** PROVIDED INFORMATION follows **

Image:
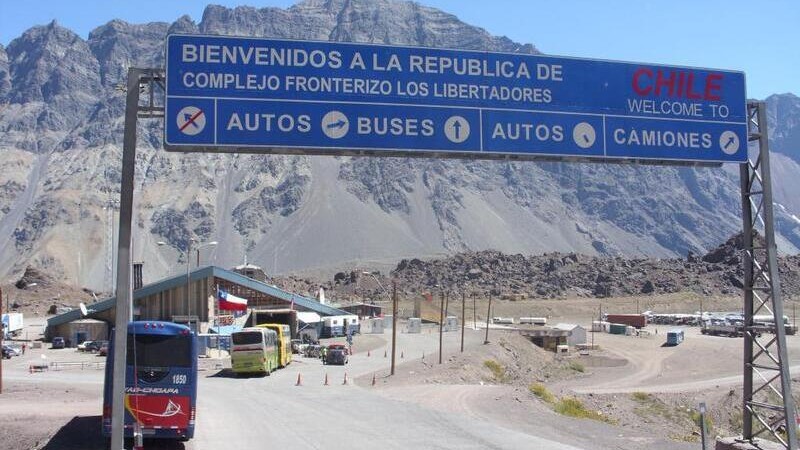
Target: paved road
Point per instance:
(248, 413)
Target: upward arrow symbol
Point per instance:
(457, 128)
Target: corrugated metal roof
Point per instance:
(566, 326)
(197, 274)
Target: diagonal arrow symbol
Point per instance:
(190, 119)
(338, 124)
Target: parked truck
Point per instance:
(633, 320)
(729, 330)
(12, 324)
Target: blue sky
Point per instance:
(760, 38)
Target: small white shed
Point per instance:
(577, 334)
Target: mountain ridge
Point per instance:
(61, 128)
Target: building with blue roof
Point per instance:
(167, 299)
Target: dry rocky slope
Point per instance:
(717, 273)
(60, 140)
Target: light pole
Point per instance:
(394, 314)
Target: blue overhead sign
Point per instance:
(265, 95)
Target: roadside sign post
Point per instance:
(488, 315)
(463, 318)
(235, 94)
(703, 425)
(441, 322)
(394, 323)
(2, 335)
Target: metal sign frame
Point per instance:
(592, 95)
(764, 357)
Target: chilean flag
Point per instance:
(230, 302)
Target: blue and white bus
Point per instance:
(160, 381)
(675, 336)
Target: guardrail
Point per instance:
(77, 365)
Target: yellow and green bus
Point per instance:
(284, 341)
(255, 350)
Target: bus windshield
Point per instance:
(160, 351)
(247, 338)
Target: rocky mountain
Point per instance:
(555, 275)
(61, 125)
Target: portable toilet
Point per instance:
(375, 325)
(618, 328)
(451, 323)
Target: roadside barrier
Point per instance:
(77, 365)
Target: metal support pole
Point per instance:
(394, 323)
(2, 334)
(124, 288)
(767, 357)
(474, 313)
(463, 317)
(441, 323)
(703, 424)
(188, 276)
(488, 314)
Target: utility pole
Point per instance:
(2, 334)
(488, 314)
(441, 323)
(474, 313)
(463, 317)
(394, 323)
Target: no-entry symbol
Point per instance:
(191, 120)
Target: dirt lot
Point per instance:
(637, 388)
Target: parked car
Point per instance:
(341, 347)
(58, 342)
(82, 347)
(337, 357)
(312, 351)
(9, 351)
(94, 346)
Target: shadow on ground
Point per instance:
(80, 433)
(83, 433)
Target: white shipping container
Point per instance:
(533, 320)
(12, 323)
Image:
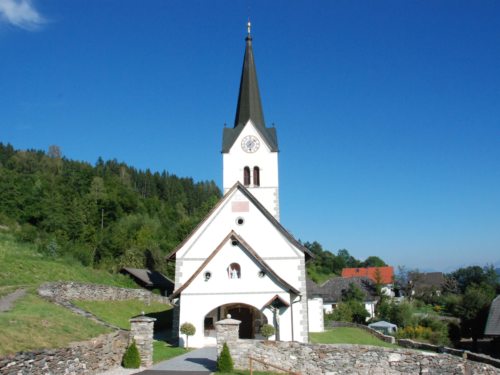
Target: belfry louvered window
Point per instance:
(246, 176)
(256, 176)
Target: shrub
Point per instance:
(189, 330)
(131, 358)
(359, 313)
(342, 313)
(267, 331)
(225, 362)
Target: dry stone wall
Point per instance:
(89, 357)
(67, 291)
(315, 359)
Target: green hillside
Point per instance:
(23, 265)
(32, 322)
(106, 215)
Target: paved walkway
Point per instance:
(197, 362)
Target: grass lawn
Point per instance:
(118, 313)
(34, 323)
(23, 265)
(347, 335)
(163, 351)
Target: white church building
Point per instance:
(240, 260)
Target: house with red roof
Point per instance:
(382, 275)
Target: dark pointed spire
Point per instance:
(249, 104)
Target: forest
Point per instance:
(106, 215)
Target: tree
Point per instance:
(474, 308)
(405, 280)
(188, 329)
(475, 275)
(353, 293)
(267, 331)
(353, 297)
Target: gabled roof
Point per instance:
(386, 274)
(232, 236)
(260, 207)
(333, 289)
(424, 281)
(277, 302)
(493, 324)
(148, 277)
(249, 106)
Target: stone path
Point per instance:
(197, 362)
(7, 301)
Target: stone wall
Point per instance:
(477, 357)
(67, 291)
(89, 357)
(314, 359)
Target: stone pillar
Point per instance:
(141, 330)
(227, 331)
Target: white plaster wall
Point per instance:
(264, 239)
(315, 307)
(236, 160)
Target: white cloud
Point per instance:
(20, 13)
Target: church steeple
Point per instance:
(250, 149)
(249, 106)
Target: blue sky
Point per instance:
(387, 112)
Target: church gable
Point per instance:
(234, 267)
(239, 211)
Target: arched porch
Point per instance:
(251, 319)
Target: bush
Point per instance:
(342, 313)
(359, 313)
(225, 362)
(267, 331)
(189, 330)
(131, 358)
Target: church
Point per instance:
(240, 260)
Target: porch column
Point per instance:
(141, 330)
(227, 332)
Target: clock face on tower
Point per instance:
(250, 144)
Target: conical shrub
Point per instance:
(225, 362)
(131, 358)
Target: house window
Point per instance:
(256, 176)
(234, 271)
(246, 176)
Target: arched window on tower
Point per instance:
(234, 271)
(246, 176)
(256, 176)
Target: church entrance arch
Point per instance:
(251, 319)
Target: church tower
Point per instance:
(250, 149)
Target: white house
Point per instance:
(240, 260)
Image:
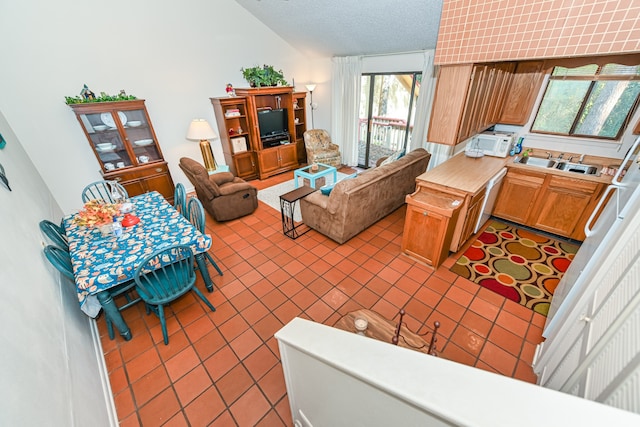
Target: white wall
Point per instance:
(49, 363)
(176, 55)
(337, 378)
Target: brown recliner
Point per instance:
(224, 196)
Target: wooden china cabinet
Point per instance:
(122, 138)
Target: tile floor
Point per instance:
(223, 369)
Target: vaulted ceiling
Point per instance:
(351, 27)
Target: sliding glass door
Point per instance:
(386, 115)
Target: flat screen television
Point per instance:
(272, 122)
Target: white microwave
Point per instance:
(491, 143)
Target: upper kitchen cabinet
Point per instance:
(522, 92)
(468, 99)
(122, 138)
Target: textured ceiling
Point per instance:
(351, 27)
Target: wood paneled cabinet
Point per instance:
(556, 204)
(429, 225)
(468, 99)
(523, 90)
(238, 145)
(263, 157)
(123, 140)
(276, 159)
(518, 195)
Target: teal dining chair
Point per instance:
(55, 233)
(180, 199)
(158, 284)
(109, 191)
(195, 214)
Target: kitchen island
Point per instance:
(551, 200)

** End of PROVIDED INFORMATION **
** PROVIDED INFORMATION follows **

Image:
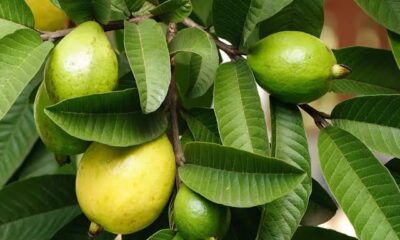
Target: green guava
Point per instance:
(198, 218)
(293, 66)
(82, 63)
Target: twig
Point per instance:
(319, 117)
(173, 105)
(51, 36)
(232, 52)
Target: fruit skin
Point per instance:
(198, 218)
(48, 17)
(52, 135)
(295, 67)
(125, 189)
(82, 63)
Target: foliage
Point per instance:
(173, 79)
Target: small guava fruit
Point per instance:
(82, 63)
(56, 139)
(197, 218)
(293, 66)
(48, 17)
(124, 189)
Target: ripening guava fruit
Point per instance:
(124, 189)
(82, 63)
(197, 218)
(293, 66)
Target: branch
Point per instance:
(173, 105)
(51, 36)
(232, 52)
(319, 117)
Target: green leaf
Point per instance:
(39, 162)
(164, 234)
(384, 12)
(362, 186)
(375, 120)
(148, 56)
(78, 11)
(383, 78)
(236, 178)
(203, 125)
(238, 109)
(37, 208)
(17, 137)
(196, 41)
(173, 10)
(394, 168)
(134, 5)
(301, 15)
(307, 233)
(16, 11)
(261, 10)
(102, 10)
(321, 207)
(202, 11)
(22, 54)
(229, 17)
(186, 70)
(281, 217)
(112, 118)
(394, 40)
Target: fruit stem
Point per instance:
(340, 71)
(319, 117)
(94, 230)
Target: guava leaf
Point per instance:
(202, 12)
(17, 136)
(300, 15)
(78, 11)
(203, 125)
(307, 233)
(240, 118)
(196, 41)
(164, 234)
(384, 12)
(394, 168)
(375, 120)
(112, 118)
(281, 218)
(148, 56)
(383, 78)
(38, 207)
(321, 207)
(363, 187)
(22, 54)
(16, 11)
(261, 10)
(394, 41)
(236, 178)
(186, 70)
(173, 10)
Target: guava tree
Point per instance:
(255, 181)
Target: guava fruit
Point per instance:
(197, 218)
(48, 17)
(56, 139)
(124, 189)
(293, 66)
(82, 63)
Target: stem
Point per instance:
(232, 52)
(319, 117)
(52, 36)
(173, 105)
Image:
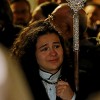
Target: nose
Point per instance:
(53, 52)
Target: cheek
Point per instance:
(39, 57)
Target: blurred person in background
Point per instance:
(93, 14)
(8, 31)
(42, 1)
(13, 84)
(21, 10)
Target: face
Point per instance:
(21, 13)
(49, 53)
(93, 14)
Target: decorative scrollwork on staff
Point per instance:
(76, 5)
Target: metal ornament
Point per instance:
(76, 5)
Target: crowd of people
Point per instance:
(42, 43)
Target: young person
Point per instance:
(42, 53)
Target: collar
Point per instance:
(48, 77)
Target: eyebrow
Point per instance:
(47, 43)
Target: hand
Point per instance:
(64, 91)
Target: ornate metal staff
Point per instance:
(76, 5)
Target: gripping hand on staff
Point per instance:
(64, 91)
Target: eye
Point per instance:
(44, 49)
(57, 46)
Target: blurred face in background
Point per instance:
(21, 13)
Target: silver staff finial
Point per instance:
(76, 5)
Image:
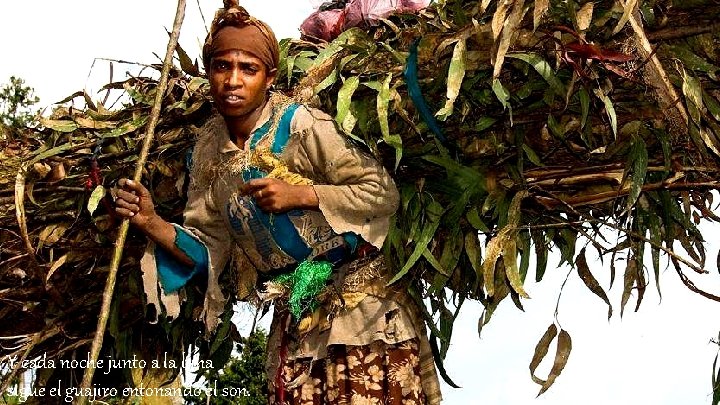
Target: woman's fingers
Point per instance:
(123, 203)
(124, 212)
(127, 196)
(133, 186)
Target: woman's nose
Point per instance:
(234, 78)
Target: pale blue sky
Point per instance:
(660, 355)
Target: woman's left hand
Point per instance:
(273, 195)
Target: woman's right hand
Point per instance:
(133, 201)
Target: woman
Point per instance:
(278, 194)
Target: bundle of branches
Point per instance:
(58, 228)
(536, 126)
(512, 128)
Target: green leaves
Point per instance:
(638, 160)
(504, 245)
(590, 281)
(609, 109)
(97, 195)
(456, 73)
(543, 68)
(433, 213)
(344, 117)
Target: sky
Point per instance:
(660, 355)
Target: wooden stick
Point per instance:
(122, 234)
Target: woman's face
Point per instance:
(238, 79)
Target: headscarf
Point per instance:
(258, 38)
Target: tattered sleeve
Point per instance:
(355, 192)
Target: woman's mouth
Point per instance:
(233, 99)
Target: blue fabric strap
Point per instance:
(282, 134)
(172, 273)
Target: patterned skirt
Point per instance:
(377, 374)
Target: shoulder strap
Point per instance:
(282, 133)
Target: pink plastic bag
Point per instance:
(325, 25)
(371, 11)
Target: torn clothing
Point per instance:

** End of PROVIDED INFORMATION **

# [TASK INSTRUCTIONS]
From the entries, copy every line in which the string "stone" can be found.

# [WRITTEN ANSWER]
Target: dry stone wall
Target: stone path
Target: stone wall
Target: stone pillar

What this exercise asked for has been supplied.